*Excerpt to read*
# # # # #
Julia Fischer, one of the great violinists of her generation, has long reached the level of fame and attraction where it doesn’t matter in the least what she plays, so long as she does play. And she will fill halls, even with a work that has neither a lobby nor a strong reputation. Like the Dvořák Violin Concerto which she performed with the Munich Philharmonic on June 22nd and 23rd.
It is only right that a violinist like Julia Fischer play this work, a conductor like Yakov Kreizberg conduct it, and an orchestra like the Munich Philharmonic play it – because in these hands the work has every opportunity to shine. In lesser hands it would merely reinforce the modest opinions many listeners have of it.
Dvořák, Violin Concerto, "Dumky" Trio, Isabelle Faust (Queyras, Melnikov) / Prague Philharmonic / Belohlavek
That was, incidentally, exactly what happened. Explosive, with plenty enthusiasm and undeterred by individual mistakes, the orchestra followed Kreizberg (whose brother had been much in Munich, recently) into the score while Mlle. Fischer executed her part with the expected skill and grace. With subtle tension – especially in the lyrical parts of the Adagio – with elegance and filigree playing she turned the concerto, Cinderella-like, from musical pumpkin into vehicle worthy of a princess. At least for 35 minutes. The Finale especially, Brahmsian in its bohemian folkish rhythm and melody, is a firework of color and exuberance. Who could care about accusations of the work lacking depth when faced with something quite so enjoyable? Julia Fischer’s Paganini encores – Caprices no.10 and 2 – were not much more than glorified finger exercises, the latter, in b-minor, at least with musical merit.
Tchaikovsky, Manfred Symphony, Symphonic Poems, Russian National Orchestra / Michail Pletnev
Bass clarinets and bassoons get their 15 minutes of fame in Tchaikovsky’s Manfred Symphony – Tchaikovsky’s fifth, had he included it in his canon of symphonies. While the Dvořák concerto may be well served by a good interpretation alone, the Manfred Symphony, though easy enough on the ears, is a more demanding work. It can baffle even as it delights – incomprehension does not bar enjoyment. It is good to know Byron’s dramatic poem that Tchaikovsky puts into music – and how. But the Manfred Symphony could also be taken as absolute music – a four movement symphonic work, strange and phantastical.
If so, the third movement Pastorale would surely raise the fewest question marks: It’s a beautiful and dainty affair, undermined only (and not much) by the Manfred theme that rears its head and the bells that till as if to remind that the carefree episode will come to a grim end, soon. The fourth movement was perfectly musical mayhem and positive chaos under Kreizberg. How better to depict a civilized hell than Tchaikovsky does here? And yet the question comes up: ‘Wouldn’t it be hell, indeed, if music could only sound like this?’
Winds and horns contributed faultlessly to an concentrated but not very aromatic performance that had greater individual moments than it offered a great whole.
# # # # #
[Stored dataset items]
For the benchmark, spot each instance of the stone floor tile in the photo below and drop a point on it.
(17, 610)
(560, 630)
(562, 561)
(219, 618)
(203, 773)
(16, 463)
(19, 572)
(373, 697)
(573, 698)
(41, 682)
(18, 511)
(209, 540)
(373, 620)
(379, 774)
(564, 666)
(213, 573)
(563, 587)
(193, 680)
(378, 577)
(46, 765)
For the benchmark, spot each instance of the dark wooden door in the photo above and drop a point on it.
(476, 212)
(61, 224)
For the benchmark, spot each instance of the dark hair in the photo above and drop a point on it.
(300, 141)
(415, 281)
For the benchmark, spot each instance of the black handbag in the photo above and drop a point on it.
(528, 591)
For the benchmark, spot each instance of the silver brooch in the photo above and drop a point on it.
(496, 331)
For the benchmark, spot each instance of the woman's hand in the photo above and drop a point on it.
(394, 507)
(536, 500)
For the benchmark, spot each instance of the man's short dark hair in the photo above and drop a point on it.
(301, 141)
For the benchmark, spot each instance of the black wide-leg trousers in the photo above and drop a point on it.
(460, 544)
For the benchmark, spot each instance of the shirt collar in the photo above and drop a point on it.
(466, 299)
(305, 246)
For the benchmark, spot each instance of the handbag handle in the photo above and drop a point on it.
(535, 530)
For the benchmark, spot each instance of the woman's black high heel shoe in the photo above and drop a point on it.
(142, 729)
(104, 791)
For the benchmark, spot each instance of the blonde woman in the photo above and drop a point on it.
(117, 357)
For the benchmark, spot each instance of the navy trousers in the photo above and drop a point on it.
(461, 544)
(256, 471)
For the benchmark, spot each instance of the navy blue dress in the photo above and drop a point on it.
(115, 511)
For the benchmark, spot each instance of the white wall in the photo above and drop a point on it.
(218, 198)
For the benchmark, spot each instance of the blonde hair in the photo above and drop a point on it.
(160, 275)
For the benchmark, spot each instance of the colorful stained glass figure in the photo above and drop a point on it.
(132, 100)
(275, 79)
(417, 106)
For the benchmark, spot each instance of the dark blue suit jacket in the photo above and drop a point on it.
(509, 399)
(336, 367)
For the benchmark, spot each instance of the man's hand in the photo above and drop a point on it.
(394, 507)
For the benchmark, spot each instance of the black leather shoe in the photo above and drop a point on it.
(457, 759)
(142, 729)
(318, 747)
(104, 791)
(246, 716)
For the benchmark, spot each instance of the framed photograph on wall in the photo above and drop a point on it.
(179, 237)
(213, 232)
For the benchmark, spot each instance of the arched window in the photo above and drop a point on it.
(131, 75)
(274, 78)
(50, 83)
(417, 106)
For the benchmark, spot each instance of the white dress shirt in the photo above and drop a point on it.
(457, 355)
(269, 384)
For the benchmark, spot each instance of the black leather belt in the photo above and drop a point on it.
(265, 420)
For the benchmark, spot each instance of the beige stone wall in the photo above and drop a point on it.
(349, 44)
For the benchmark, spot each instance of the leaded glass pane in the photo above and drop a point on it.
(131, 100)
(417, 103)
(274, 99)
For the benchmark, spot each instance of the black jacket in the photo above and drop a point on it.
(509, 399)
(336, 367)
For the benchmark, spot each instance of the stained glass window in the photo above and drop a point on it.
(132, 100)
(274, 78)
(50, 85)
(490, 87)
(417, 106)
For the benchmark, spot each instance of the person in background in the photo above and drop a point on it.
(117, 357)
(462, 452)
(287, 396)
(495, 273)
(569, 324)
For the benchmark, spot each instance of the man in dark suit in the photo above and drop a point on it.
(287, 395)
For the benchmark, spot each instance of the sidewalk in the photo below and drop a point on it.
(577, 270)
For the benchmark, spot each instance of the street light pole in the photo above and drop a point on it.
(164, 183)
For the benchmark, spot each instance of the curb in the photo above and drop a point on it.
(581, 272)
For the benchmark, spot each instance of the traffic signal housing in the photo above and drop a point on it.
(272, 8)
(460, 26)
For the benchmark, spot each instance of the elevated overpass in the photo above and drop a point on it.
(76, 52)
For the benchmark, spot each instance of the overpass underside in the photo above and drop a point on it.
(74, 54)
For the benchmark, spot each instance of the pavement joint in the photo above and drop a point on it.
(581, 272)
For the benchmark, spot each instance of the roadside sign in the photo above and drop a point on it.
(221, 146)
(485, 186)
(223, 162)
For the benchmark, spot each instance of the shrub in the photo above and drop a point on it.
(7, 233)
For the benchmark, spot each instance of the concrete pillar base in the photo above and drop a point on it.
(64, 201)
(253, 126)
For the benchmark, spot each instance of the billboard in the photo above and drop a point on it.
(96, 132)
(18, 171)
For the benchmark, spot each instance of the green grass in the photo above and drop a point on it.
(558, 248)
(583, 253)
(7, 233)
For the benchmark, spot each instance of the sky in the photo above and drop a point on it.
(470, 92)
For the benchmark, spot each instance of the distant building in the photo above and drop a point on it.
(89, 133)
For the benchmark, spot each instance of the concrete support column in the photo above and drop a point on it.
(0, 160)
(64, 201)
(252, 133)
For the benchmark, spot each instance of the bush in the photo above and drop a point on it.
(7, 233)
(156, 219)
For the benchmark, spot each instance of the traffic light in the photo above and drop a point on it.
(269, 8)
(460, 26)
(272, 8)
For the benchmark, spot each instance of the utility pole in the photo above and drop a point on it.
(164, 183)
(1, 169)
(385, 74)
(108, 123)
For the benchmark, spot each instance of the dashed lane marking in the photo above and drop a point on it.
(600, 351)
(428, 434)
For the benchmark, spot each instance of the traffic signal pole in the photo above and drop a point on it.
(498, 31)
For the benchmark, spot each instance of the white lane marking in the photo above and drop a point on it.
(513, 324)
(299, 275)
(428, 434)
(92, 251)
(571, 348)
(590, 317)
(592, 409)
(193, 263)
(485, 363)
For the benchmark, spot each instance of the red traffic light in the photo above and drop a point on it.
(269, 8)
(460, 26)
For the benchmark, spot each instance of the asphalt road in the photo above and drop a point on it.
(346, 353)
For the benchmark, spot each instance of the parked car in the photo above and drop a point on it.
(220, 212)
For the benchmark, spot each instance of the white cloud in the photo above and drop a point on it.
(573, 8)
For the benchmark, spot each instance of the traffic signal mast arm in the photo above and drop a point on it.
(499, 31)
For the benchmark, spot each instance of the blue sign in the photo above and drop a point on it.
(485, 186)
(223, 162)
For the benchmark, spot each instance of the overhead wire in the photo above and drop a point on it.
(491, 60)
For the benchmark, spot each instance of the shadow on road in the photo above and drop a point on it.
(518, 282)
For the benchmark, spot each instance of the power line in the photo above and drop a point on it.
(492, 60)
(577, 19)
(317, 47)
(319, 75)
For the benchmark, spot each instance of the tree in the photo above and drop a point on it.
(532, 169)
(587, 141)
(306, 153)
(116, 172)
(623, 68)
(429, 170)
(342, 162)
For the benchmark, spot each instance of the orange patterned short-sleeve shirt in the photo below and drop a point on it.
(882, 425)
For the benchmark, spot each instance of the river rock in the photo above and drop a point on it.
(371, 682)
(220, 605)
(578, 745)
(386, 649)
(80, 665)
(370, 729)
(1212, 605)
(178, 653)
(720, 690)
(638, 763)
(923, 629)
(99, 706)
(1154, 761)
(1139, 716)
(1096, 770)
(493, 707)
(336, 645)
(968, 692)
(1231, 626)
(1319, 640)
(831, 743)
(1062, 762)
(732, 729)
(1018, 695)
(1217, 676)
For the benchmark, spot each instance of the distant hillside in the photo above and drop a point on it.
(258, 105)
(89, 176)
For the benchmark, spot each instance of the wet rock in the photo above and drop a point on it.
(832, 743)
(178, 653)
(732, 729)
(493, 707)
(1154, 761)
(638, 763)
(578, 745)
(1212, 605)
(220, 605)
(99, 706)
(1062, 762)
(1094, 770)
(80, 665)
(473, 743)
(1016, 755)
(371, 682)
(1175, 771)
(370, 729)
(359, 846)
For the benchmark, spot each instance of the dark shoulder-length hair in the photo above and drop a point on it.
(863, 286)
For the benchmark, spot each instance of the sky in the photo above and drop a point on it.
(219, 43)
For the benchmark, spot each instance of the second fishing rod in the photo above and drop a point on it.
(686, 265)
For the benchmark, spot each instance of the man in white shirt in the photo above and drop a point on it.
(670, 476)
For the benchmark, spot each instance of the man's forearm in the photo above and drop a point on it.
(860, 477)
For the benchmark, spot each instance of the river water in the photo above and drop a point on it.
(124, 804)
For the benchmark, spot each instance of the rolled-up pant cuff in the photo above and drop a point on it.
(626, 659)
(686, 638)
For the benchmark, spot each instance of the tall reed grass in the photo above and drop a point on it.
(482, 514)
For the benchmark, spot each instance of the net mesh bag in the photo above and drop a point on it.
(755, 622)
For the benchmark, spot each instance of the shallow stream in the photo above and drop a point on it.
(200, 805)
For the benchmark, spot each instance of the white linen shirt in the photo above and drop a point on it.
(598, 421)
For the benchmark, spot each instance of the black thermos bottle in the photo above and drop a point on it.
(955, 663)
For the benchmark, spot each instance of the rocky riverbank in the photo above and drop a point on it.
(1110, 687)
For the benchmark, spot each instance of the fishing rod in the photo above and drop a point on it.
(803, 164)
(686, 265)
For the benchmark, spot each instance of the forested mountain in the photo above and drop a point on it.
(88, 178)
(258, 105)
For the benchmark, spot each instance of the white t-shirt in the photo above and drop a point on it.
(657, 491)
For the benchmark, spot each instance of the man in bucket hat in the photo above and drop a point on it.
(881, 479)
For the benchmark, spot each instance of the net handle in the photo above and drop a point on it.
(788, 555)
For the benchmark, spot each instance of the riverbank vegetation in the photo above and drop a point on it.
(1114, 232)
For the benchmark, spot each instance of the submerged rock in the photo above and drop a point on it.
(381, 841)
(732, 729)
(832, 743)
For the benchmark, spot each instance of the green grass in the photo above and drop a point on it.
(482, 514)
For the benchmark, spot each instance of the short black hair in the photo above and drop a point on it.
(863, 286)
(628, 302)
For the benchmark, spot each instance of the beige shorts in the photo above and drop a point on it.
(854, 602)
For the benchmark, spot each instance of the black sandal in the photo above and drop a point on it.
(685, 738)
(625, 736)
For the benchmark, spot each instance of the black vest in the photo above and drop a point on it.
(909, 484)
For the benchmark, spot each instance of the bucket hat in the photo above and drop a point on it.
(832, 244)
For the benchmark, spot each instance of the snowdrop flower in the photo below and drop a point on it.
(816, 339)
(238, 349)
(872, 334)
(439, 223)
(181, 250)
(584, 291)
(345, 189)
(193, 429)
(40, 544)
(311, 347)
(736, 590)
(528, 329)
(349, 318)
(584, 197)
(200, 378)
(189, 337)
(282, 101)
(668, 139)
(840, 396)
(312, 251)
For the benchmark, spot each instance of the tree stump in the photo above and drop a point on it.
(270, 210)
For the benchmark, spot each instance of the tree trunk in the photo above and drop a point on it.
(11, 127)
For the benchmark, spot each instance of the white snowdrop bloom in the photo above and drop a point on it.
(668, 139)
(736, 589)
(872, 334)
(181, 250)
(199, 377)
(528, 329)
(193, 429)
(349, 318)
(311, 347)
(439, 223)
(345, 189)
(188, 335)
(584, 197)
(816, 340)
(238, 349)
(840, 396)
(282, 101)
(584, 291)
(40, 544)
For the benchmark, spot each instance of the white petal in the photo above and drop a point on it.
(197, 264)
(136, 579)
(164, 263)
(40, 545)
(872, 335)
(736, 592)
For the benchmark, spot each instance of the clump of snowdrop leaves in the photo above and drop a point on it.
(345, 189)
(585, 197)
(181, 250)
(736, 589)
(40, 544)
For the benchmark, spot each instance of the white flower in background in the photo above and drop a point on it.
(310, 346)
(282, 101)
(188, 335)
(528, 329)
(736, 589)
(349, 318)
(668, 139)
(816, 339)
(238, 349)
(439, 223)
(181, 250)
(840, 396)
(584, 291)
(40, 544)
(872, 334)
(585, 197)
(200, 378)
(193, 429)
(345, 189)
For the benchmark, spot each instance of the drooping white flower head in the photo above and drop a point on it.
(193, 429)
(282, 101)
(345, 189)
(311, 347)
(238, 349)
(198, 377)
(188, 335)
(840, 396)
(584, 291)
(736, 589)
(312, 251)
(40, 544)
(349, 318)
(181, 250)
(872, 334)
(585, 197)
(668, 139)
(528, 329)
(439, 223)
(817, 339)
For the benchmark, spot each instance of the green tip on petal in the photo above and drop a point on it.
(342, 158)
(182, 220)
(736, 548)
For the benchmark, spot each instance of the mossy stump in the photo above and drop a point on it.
# # # # #
*Exercise aim*
According to the concert review, on which dates did Julia Fischer perform the Dvořák Violin Concerto with the Munich Philharmonic?

*Task response*
June 22nd and 23rd